**APPLY WHAT YOU READ:**
- A) For each statement (i), (ii), and (iii) below, state yes or no according to the passage on pianist Randy Weston, and quote the words of the passage that decide it. (i) Weston's father was born in Jamaica. (ii) Weston moved to Tangier after touring fourteen African countries. (iii) Weston's first job was accompanying Eddie "Cleanhead" Vinson.
- B) Carry the passage on pianist Randy Weston forward, beginning after its final sentence.

**TEXT:**

▼▼▼

More than any other jazz pianist, Weston incorporates African elements into his playing in an obvious way. He shifts meters frequently-between 4/4, 3/4, and less common metric patterns. He also uses the bass register of the piano as a kind of tonal drum. During a rrio set the night before (with James Leary, bass, and Ken Marshall, drums) Weston demonstrated an uncanny ability to establish driving, hypnotic rhythms by using only one or two chords-sometimes only one or two notes-per measure. He has perfected what Bill Evans called the rhythmic displacement of ideas. There were times he made the whole room sway to his personal beat.

Weston's exposure to African culture and its derivative music began in childhood. His father, born in Panama, was of Jamaican descent and operated a restaurant in Brooklyn, serving West Indian cuisine. Realizing that Randy would not learn African history at school, his father educated him in his heritage at home. The restaurant was frequented by jazz musicians, who exposed Randy to the music of New York during the rise of modern jazz. He remembers listening to Bud Powell, Duke Jordan, Art Tatum, Willie "the Lion" Smith, and Erroll Garner. His most important influence, evident from the degree of space, or silence, he leaves in his music, was Thelonious Monk.

Weston began his career at the unusually advanced age of twenty-three, and his first job was accompanying the blues singer Bull Moose Jackson. He then worked with saxophonist Eddie "Cleanhead" Vinson, trumpeter Kenny Dorham, and drummer Art Blakey. In the late fifties Weston met historian

Marshall Stearns and toured with him on a lecture circuit, giving demonstrations of jazz piano styles. Wcston became well known as a composer, especially of jazz waltzes like "Little Niles" and "Hi-Fly," which have become classics in the jazz repertoire. In 1960 Weston composed "Uhuru Africa" for a big band and vocalist, with text provided by poet Langston Hughes. In 1967, following a State Department-sponsored tour of fourteen African countries, Weston moved to Tangier, Morocco, where he established the African Rhythms Club. In 1973 he moved to Paris. Since then he has done most of his playing in Europe and Africa.

▲▲▲

**DATA PROVIDED:**
▼▼▼

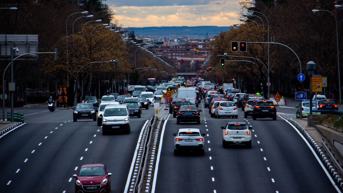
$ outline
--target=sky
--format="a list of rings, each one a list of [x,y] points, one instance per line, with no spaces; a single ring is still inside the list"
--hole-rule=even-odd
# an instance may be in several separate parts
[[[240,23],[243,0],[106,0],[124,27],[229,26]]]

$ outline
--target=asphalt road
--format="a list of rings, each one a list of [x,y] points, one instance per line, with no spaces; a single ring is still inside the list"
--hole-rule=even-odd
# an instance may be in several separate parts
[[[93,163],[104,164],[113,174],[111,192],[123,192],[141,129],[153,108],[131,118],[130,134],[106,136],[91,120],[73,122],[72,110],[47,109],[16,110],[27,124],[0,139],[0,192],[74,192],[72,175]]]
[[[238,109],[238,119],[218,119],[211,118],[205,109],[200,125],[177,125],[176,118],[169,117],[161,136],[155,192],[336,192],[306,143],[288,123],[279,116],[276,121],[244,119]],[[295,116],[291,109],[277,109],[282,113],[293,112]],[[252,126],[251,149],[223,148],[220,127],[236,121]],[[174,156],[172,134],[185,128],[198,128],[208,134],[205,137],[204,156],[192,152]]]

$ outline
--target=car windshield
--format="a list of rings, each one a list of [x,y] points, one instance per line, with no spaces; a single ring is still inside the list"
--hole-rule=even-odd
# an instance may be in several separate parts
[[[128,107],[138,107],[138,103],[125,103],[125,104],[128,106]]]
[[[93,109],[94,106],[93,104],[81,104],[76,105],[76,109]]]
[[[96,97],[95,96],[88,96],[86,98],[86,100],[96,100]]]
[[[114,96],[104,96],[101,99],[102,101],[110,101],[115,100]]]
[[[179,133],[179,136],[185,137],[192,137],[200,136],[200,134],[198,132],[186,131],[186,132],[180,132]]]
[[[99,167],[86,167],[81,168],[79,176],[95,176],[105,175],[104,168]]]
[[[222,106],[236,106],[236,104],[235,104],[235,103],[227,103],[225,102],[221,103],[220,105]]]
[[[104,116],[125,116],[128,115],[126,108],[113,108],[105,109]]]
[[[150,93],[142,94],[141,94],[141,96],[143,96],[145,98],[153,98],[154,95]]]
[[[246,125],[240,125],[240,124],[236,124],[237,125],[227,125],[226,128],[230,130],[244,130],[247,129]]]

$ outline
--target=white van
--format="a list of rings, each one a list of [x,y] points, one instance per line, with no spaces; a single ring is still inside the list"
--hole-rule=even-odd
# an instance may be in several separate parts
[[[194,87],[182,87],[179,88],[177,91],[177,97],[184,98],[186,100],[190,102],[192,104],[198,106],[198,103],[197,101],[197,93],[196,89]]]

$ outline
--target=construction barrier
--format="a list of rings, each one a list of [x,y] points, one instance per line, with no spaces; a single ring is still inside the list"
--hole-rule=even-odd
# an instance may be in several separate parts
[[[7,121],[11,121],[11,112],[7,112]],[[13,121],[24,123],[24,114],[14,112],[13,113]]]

▲▲▲
▼▼▼

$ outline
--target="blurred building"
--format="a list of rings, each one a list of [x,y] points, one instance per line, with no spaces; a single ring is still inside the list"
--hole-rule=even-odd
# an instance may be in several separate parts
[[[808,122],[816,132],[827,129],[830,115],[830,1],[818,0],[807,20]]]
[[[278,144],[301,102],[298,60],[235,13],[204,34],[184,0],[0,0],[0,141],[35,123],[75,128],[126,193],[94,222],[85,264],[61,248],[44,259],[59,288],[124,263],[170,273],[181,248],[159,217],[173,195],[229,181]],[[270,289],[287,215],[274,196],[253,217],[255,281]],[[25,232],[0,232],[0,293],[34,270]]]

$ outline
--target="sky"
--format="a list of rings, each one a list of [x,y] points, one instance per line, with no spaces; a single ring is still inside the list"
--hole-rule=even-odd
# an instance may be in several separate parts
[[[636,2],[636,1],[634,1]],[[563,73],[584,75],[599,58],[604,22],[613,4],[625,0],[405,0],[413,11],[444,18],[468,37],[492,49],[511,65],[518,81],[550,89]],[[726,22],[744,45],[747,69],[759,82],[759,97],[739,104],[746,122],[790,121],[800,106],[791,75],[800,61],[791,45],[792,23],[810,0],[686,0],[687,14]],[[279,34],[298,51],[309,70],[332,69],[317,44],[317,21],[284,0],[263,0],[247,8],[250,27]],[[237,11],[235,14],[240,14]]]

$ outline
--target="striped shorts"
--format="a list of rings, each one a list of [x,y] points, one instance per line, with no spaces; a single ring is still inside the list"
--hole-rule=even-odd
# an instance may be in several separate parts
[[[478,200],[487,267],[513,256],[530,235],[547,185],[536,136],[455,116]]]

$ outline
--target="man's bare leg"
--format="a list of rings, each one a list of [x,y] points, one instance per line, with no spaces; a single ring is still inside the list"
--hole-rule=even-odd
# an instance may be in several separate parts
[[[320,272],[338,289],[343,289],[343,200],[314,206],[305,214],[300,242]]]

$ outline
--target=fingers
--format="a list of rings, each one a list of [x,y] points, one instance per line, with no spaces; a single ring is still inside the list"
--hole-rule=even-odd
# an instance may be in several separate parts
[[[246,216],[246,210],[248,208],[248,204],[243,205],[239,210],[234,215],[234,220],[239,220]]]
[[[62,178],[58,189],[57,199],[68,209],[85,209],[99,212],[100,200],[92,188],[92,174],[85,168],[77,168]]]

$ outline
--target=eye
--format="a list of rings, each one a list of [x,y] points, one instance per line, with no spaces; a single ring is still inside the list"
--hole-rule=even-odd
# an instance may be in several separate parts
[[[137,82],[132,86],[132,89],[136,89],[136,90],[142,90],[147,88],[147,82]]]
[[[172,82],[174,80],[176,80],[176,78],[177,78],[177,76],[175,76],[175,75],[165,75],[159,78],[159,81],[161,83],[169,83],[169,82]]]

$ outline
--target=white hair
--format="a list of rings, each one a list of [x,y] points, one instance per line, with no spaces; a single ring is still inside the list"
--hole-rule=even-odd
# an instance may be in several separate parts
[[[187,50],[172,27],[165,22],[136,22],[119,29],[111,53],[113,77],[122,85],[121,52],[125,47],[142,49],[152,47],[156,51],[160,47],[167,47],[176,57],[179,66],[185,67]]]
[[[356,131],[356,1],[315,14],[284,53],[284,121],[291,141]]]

▲▲▲

**ANSWERS BY ITEM:**
- A)
(i) No: "His father, born in Panama, was of Jamaican descent"
(ii) Yes: "In 1967, following a State Department-sponsored tour of fourteen African countries, Weston moved to Tangier, Morocco"
(iii) No: "his first job was accompanying the blues singer Bull Moose Jackson"

- B)
Weston is very disturbed by the picture of Africa presented in America. "All we hear about are the problems of Africa," he said, "like wars, famines, and racial problems. That's what makes the news. But there are tremendous musical and cultural experiences there." His own African experience, he explained, made him aware of spirituality, nature, and the historical role of the musician in African culture. "He was a communicator, whose task it was to spread knowledge of the traditions of the people. He was a healer, too; scientists in the West are just beginning to look into music as therapy. There is music for weddings, funerals, and virtually every aspect of life. In Africa today the musician is still an integral part of all community life."

Weston sees jazz piano as part of the black man's Africanization of European instruments. "I would like to have been there when our people first came into contact with these instruments," he said. "Can you imagine the excitement, the freshness of the first encounter? To me, what Louis Armstrong did was fantastically modern, really avant-garde." My line of questioning begin with the origins of jazz.

What is your vision of the connection between African music and American jazz?

Let's go back as far as we can, farther back than [cornetist] Buddy Bolden, and imagine the first African who was brought here as a slave. His instruments were taken away from him because they were a means of communication, a way of keeping the traditions alive, a way of keeping the people together. The music we developed here on new instruments, which we call jazz, or gospel, or blues, calypso, bossa nova — they all have the same basic traditions.

What makes our music different? The rhythm is tremendously complicated, especially in most indigenous African music. Improvisation is very important. The individual sound of each player, of every handclap, is very important. The music is based on flatted thirds, blue notes, as we call them. When you hear the religious songs or the songs of sadness in Africa, you can hear the beginning of the blues. Creating something new out of the blues is the real genius of our music [jazz].

It's also very important in this tradition to see the artist work, not only to hear him. Each musician does a completely different thing when he plays. So you're losing something in both jazz and African music if you only listen to a recording. There's also an extremely evident spiritual quality in Africa which you can also hear in Louis Armstrong, Charlie Parker, or Monk. Getting back to these original sources nourishes our newer ideas.

Has your closeness to African drumming and rhythms made you more critical of American jazz drummers?

Not at all, It taught me what tremendous creativity there must be in this music to produce jazz drumming. I hear jazz drums as a collection of African drums, and I think drummers are working more and more on producing direct African sounds and rhythms.

What is the response of Africans to jazz or to jazz piano?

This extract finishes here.